Conocemos a alguien que piensa distinto que nosotros en relación con un tema que nos resulta relevante, pero somos amigos, colegas o familiares, nos caemos bien, y esa diferencia de opinión no es un aspecto central de nuestro vínculo. Esto alcanza para identificarnos como dos personas que se encuentran en los lados opuestos de una línea imaginaria dibujada en el piso. Seguramente todos vivimos esto, ya sea en temas de política, economía o cuestiones sociales, o en aspectos bien personales y pequeños de preferencias propias. Puede tratarse de si debería haber pena de muerte o no, si se puede usar medias con crocs, si Dios existe o si la existencia de Dios es una pregunta relevante. Nos identificamos como personas de lados opuestos de esa línea. Aparece el borde que nos separa. Nos “acercamos” más a quienes son parecidos a nosotros, nos “alejamos” de quienes son distintos.

En política, también nos pasa esto. Lo que dijimos antes sobre el tribalismo extremo entre grupos en una situación de alto conflicto entre ellos también aplica a la política partidaria: cuando la grieta es ancha, nos es más difícil identificar a los del “otro lado” como personas individuales de características personales, y les asignamos en conjunto las características que le atribuimos al grupo al que, para nosotros, pertenecen. Esto aumenta progresivamente la polarización, y el fenómeno se fortalece.

LÍNEAS DE DATOS:
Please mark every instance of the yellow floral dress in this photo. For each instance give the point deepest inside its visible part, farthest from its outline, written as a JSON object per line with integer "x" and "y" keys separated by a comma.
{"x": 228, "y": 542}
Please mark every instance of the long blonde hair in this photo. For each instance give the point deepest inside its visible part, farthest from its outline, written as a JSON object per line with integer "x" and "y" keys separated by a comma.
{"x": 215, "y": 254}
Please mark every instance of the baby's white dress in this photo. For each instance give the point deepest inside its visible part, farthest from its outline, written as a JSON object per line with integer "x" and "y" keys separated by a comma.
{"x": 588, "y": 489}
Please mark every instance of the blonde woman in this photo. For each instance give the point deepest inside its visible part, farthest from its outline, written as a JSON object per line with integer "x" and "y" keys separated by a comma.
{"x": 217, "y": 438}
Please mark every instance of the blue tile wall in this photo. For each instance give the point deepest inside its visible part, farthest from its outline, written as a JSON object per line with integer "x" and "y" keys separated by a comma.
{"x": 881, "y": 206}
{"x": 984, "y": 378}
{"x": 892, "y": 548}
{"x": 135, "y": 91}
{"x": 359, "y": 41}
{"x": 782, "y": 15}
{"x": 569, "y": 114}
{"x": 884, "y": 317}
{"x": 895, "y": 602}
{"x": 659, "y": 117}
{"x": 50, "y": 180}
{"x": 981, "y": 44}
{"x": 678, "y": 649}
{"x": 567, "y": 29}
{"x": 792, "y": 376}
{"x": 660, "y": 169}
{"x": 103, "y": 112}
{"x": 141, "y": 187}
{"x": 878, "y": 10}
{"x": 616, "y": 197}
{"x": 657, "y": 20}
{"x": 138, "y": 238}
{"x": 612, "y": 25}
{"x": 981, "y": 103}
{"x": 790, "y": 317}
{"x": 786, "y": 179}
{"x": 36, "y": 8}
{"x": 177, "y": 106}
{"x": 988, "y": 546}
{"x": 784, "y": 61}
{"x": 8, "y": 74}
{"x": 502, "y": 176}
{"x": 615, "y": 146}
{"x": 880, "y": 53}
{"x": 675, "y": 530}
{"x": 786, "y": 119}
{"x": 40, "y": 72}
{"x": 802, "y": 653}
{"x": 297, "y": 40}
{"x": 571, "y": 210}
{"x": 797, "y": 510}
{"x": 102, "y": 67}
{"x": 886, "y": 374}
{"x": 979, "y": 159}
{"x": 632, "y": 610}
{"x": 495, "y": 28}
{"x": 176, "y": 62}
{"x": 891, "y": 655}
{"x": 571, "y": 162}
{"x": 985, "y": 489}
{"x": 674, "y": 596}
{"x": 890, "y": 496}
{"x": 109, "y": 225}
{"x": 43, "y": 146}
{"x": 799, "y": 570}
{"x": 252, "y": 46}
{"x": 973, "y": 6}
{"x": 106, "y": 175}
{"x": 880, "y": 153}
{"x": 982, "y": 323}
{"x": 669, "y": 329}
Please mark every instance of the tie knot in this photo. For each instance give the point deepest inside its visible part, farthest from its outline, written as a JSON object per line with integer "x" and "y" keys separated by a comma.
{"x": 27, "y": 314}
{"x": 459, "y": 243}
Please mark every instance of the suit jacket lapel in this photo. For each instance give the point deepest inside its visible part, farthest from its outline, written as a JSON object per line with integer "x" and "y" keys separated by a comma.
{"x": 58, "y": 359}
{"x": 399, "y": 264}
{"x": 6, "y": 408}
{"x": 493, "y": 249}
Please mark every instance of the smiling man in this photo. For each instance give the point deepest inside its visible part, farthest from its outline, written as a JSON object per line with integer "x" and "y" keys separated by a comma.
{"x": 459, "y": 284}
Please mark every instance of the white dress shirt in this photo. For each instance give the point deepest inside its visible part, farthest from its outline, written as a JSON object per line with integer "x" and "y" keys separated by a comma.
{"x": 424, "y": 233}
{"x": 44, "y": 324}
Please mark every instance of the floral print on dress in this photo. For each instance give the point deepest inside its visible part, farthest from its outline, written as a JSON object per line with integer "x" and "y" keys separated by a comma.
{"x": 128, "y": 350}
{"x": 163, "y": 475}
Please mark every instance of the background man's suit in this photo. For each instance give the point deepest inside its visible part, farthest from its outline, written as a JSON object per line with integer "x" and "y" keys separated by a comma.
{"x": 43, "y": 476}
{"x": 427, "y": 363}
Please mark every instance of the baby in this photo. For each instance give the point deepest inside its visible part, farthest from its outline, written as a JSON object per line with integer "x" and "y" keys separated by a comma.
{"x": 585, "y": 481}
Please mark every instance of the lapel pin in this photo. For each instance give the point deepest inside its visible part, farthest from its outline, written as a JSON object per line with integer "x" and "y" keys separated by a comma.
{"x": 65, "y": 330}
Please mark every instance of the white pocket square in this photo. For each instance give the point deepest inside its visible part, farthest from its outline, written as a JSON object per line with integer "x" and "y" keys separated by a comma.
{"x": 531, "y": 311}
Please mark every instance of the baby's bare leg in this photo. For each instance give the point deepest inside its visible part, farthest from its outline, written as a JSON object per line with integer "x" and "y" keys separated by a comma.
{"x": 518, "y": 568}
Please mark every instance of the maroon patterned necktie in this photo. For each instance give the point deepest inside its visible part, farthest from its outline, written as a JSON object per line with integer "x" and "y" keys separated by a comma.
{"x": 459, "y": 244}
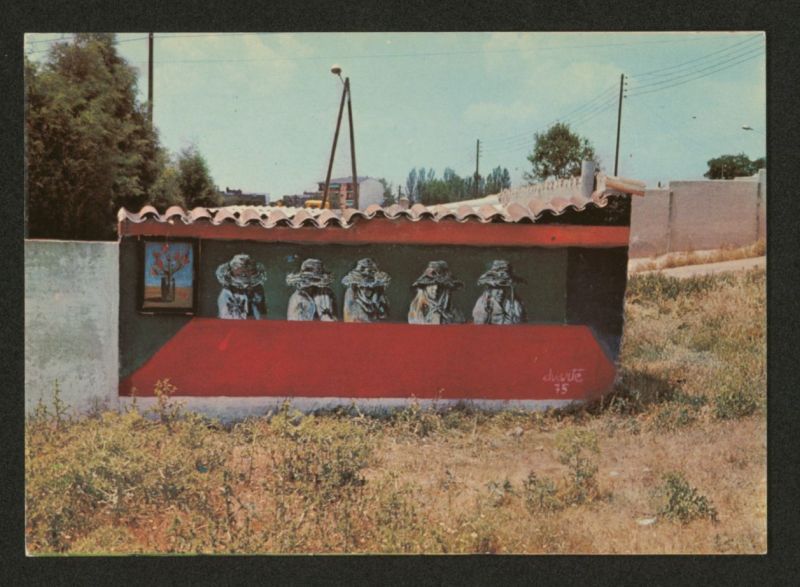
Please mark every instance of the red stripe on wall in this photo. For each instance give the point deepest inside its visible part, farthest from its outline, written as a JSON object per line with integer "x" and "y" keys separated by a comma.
{"x": 272, "y": 358}
{"x": 382, "y": 230}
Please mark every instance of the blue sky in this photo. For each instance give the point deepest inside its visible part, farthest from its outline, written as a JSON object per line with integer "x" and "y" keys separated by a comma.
{"x": 262, "y": 107}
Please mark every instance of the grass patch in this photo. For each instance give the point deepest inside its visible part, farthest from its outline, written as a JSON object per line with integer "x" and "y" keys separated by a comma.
{"x": 441, "y": 479}
{"x": 682, "y": 259}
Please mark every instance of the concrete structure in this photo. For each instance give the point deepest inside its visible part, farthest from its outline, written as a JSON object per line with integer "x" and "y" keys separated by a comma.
{"x": 696, "y": 215}
{"x": 370, "y": 191}
{"x": 235, "y": 197}
{"x": 71, "y": 322}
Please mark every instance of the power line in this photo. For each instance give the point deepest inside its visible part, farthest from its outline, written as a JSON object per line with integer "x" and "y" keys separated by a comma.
{"x": 526, "y": 135}
{"x": 727, "y": 59}
{"x": 701, "y": 58}
{"x": 527, "y": 140}
{"x": 735, "y": 63}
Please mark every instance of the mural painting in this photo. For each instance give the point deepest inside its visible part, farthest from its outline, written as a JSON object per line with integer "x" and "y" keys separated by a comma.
{"x": 168, "y": 277}
{"x": 242, "y": 296}
{"x": 365, "y": 298}
{"x": 432, "y": 303}
{"x": 313, "y": 298}
{"x": 499, "y": 304}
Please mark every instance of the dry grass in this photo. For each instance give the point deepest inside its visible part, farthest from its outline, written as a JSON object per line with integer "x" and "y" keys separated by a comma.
{"x": 682, "y": 259}
{"x": 691, "y": 400}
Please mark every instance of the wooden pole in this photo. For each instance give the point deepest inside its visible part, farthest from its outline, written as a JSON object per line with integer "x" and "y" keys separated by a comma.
{"x": 333, "y": 150}
{"x": 150, "y": 78}
{"x": 477, "y": 163}
{"x": 352, "y": 144}
{"x": 619, "y": 122}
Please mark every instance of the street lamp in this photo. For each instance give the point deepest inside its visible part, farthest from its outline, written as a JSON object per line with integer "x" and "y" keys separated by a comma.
{"x": 336, "y": 70}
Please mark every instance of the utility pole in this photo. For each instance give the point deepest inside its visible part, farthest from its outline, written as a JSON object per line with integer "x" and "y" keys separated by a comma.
{"x": 150, "y": 78}
{"x": 352, "y": 143}
{"x": 477, "y": 163}
{"x": 619, "y": 121}
{"x": 333, "y": 150}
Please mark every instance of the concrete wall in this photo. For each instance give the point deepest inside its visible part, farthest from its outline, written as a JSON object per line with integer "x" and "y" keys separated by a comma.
{"x": 71, "y": 322}
{"x": 370, "y": 191}
{"x": 650, "y": 224}
{"x": 696, "y": 215}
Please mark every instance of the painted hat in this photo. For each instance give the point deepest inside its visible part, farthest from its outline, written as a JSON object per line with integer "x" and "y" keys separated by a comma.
{"x": 312, "y": 274}
{"x": 241, "y": 271}
{"x": 500, "y": 275}
{"x": 437, "y": 273}
{"x": 367, "y": 274}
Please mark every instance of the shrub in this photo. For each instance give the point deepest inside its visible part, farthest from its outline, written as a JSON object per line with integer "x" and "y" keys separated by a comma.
{"x": 734, "y": 403}
{"x": 418, "y": 421}
{"x": 540, "y": 494}
{"x": 575, "y": 447}
{"x": 679, "y": 501}
{"x": 500, "y": 493}
{"x": 114, "y": 469}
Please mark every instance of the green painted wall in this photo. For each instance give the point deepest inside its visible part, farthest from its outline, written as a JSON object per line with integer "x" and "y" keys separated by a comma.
{"x": 544, "y": 294}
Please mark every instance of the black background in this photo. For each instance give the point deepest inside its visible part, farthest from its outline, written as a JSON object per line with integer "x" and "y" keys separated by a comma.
{"x": 778, "y": 18}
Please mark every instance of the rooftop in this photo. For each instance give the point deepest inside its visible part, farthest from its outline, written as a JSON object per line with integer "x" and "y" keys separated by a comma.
{"x": 525, "y": 204}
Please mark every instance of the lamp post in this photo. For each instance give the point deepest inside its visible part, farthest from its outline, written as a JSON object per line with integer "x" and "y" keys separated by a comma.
{"x": 336, "y": 70}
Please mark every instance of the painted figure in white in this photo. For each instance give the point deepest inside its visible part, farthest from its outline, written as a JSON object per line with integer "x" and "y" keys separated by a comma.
{"x": 242, "y": 296}
{"x": 499, "y": 304}
{"x": 313, "y": 298}
{"x": 432, "y": 303}
{"x": 365, "y": 298}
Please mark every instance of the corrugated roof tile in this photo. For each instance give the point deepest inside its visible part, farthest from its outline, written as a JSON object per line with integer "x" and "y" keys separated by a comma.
{"x": 524, "y": 204}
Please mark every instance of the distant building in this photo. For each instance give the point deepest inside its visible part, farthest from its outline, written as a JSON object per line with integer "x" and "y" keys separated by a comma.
{"x": 370, "y": 191}
{"x": 299, "y": 200}
{"x": 233, "y": 197}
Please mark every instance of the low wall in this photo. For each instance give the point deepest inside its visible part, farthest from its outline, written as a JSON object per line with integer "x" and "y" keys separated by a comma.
{"x": 71, "y": 322}
{"x": 696, "y": 215}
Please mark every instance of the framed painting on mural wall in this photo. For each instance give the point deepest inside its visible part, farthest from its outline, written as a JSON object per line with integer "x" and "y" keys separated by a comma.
{"x": 168, "y": 276}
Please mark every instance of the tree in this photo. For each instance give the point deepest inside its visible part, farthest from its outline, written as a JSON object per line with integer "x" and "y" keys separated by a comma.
{"x": 388, "y": 194}
{"x": 166, "y": 191}
{"x": 558, "y": 154}
{"x": 425, "y": 188}
{"x": 88, "y": 145}
{"x": 730, "y": 166}
{"x": 194, "y": 181}
{"x": 498, "y": 180}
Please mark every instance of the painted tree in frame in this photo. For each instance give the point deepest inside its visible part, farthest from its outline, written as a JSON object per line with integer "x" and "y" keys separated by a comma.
{"x": 169, "y": 277}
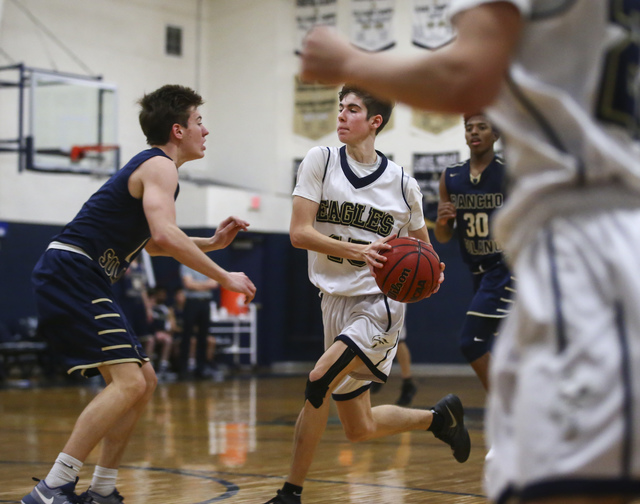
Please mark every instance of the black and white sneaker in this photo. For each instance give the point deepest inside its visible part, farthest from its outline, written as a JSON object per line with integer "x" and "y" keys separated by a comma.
{"x": 454, "y": 433}
{"x": 42, "y": 494}
{"x": 283, "y": 498}
{"x": 95, "y": 498}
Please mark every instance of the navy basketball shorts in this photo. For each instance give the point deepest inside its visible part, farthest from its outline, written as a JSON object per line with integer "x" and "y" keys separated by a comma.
{"x": 78, "y": 315}
{"x": 564, "y": 405}
{"x": 370, "y": 325}
{"x": 490, "y": 305}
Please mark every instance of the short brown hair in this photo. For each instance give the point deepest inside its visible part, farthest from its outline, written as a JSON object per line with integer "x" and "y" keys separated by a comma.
{"x": 161, "y": 109}
{"x": 374, "y": 105}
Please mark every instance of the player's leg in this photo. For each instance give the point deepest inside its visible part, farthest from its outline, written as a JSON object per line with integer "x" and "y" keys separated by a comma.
{"x": 128, "y": 387}
{"x": 330, "y": 369}
{"x": 481, "y": 368}
{"x": 328, "y": 372}
{"x": 203, "y": 321}
{"x": 403, "y": 357}
{"x": 489, "y": 307}
{"x": 103, "y": 484}
{"x": 361, "y": 422}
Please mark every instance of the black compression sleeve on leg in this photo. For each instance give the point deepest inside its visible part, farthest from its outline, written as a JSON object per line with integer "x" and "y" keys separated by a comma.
{"x": 317, "y": 390}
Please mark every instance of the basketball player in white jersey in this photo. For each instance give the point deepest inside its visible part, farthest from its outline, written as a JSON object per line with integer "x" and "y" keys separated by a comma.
{"x": 348, "y": 202}
{"x": 560, "y": 79}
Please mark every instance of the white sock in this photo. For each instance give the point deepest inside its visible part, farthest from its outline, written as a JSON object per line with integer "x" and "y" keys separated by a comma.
{"x": 64, "y": 470}
{"x": 104, "y": 481}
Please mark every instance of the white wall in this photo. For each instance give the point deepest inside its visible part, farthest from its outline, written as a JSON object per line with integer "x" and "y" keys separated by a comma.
{"x": 243, "y": 65}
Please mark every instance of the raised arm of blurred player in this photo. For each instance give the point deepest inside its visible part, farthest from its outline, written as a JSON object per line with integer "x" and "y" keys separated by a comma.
{"x": 462, "y": 76}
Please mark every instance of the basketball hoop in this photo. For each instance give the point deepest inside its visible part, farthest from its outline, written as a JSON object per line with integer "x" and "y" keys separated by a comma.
{"x": 79, "y": 152}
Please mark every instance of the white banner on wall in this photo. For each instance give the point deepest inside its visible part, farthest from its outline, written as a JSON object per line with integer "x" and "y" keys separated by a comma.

EJERCICIOS:
[a] Reescribe el fragmento sobre la polarización entre "Conocemos a alguien" y "quienes son distintos.", ambos incluidos, y cambia "línea" por "frontera".
[b] Extrae del listado todas las líneas que contengan la palabra "shrub".

SOLUCIONES:
[a]
Conocemos a alguien que piensa distinto que nosotros en relación con un tema que nos resulta relevante, pero somos amigos, colegas o familiares, nos caemos bien, y esa diferencia de opinión no es un aspecto central de nuestro vínculo. Esto alcanza para identificarnos como dos personas que se encuentran en los lados opuestos de una frontera imaginaria dibujada en el piso. Seguramente todos vivimos esto, ya sea en temas de política, economía o cuestiones sociales, o en aspectos bien personales y pequeños de preferencias propias. Puede tratarse de si debería haber pena de muerte o no, si se puede usar medias con crocs, si Dios existe o si la existencia de Dios es una pregunta relevante. Nos identificamos como personas de lados opuestos de esa frontera. Aparece el borde que nos separa. Nos “acercamos” más a quienes son parecidos a nosotros, nos “alejamos” de quienes son distintos.

[b]
Please mark every instance of the shrub in this photo. For each instance give the point deepest inside its visible part, farthest from its outline, written as a JSON object per line with integer "x" and "y" keys separated by a comma.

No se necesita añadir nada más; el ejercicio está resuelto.